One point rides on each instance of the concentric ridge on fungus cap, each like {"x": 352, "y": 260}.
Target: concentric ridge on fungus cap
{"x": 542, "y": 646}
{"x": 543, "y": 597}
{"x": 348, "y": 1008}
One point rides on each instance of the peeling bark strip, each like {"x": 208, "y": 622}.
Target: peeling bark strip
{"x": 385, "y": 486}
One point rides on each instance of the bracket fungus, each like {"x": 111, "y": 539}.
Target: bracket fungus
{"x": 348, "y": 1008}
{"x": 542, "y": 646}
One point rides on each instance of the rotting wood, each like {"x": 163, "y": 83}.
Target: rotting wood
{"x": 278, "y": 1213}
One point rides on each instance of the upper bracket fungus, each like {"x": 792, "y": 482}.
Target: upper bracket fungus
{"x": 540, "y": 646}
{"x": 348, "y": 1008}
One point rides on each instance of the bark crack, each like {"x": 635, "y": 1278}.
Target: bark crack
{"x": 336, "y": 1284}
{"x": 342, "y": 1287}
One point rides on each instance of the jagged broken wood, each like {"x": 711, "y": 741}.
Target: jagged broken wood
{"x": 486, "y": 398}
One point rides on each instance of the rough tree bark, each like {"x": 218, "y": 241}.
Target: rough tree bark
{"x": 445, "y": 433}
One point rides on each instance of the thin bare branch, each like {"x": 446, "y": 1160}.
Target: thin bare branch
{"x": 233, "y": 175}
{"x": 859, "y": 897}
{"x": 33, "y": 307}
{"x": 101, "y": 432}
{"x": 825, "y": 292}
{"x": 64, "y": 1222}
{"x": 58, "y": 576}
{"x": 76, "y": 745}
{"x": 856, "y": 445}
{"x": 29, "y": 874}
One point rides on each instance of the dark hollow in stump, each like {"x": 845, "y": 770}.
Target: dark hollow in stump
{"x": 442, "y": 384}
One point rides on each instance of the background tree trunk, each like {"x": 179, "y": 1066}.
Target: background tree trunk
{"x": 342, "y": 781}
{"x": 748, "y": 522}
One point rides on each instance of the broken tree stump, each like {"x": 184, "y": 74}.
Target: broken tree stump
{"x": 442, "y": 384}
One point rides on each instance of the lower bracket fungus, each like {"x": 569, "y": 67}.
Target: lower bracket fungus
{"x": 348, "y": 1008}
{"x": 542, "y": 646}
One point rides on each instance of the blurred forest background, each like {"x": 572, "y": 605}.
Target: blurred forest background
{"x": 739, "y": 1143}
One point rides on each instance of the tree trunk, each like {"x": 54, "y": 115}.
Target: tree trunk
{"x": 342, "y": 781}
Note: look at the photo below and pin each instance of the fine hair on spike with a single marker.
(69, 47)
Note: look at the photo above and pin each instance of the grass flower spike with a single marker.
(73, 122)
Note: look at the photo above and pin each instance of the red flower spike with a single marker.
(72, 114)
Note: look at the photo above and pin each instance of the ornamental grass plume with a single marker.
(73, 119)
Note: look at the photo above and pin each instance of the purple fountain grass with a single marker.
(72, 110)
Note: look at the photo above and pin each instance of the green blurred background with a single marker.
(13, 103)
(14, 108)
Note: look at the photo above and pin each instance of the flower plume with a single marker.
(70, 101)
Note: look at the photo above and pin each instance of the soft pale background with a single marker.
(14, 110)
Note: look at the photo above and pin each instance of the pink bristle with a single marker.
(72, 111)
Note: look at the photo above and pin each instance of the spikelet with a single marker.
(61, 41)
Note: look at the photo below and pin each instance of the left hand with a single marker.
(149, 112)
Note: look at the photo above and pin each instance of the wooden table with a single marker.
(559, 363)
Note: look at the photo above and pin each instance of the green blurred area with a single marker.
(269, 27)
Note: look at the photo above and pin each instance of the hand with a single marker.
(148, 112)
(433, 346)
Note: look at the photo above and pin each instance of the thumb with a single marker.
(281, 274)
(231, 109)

------------------------------------------------------------

## YOUR OBJECTIVE:
Starting from the line containing "red flower spike with a single marker." and ending with the final line of the data, reproduce each line exactly as it appears, including no other lines.

## ANSWER TO THIS TASK:
Note: look at the photo above and pin each instance of the red flower spike with a single marker.
(72, 114)
Note: look at the photo above and pin each instance of the ornamental grass plume with a single marker.
(73, 119)
Note: look at the photo above and pin each instance of the purple fountain grass with a single marker.
(72, 110)
Note: look at the photo above and pin each instance of the green blurred background with a single marker.
(13, 103)
(14, 108)
Note: look at the photo above and pin each instance of the flower plume with a single marker.
(70, 101)
Note: look at the photo above and pin each instance of the soft pale background with a single marker.
(14, 110)
Note: look at the photo above and pin each instance of the pink bristle with a single marker.
(72, 111)
Note: look at the photo above and pin each instance of the spikelet with a single marker.
(61, 41)
Note: look at the photo below and pin each instance of the left hand with a single marker.
(149, 112)
Note: look at the photo above and pin each instance of the wooden table with a single marker.
(559, 363)
Note: look at the photo above and pin each instance of the green blurred area with a single marker.
(269, 27)
Note: look at the photo above and pin each instance of the hand with a single marker.
(148, 112)
(433, 346)
Note: look at the photo above and pin each instance of the thumb with a single marker.
(281, 274)
(231, 109)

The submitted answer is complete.